The copy you give must match the records exactly, except that it holds no images.

# DATA SHOWN:

Start of Block

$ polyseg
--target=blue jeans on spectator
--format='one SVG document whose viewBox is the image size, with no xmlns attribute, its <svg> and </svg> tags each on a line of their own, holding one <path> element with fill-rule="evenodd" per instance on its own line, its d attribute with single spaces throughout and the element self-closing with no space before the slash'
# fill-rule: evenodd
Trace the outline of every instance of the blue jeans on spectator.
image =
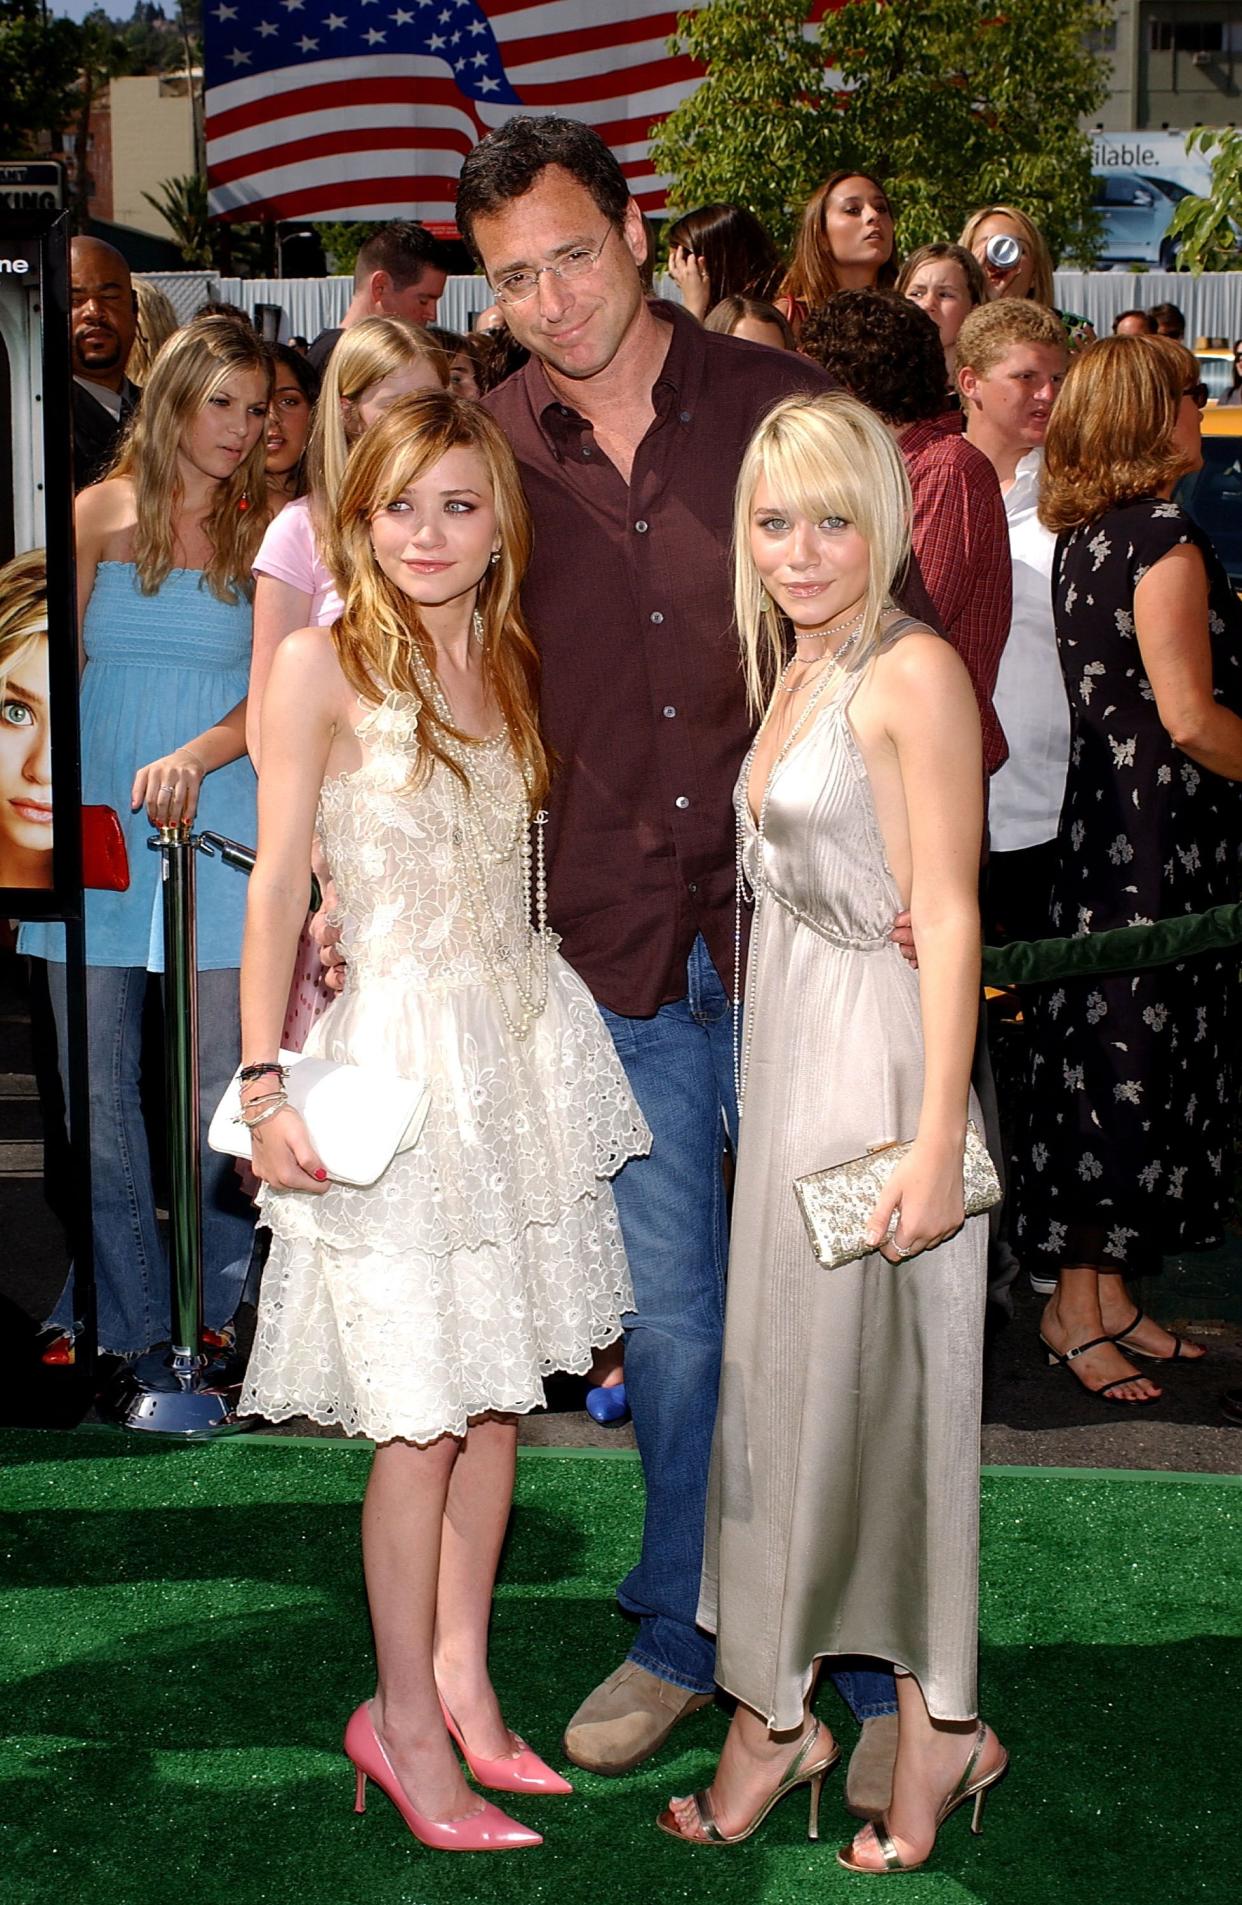
<svg viewBox="0 0 1242 1905">
<path fill-rule="evenodd" d="M 733 1012 L 701 937 L 684 999 L 649 1019 L 600 1011 L 652 1135 L 649 1156 L 613 1179 L 634 1279 L 625 1393 L 647 1491 L 642 1553 L 617 1598 L 638 1617 L 630 1659 L 710 1693 L 716 1650 L 695 1613 L 729 1254 L 721 1161 L 737 1140 Z M 891 1674 L 833 1679 L 856 1718 L 896 1711 Z"/>
<path fill-rule="evenodd" d="M 68 1097 L 65 968 L 47 965 L 60 1075 Z M 169 1339 L 168 1259 L 155 1217 L 151 1158 L 139 1099 L 142 1017 L 150 975 L 140 966 L 86 972 L 91 1118 L 91 1213 L 99 1346 L 132 1356 Z M 207 1148 L 207 1126 L 241 1050 L 236 968 L 198 975 L 199 1117 L 202 1129 L 203 1322 L 218 1330 L 241 1298 L 254 1208 L 232 1158 Z M 49 1323 L 72 1329 L 72 1272 Z"/>
</svg>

End of Block

# SOLUTION TO THIS TASK:
$ polyseg
--target=blue jeans on spectator
--format='one SVG document whose viewBox is the image size, with no xmlns attribute, its <svg> and </svg> tags each on a line of their own, holding one <path> element with fill-rule="evenodd" per instance on its own line, its d attribute with single spaces throughout and the element self-closing with no space before the slash'
# fill-rule: evenodd
Trace the outline of every instance of the blue jeans on spectator.
image =
<svg viewBox="0 0 1242 1905">
<path fill-rule="evenodd" d="M 733 1012 L 701 937 L 684 999 L 649 1019 L 600 1011 L 652 1135 L 649 1156 L 613 1179 L 634 1279 L 625 1393 L 647 1491 L 642 1553 L 617 1598 L 638 1617 L 630 1659 L 710 1693 L 716 1650 L 695 1613 L 729 1254 L 721 1161 L 737 1140 Z M 891 1674 L 833 1679 L 856 1718 L 896 1711 Z"/>
<path fill-rule="evenodd" d="M 68 1097 L 65 968 L 47 965 L 60 1075 Z M 169 1339 L 168 1259 L 155 1217 L 151 1158 L 139 1099 L 142 1017 L 150 975 L 140 966 L 86 972 L 91 1118 L 91 1213 L 99 1346 L 132 1356 Z M 207 1148 L 207 1126 L 241 1050 L 236 968 L 198 975 L 199 1117 L 202 1129 L 203 1322 L 218 1330 L 241 1298 L 254 1208 L 232 1158 Z M 49 1323 L 72 1329 L 72 1272 Z"/>
</svg>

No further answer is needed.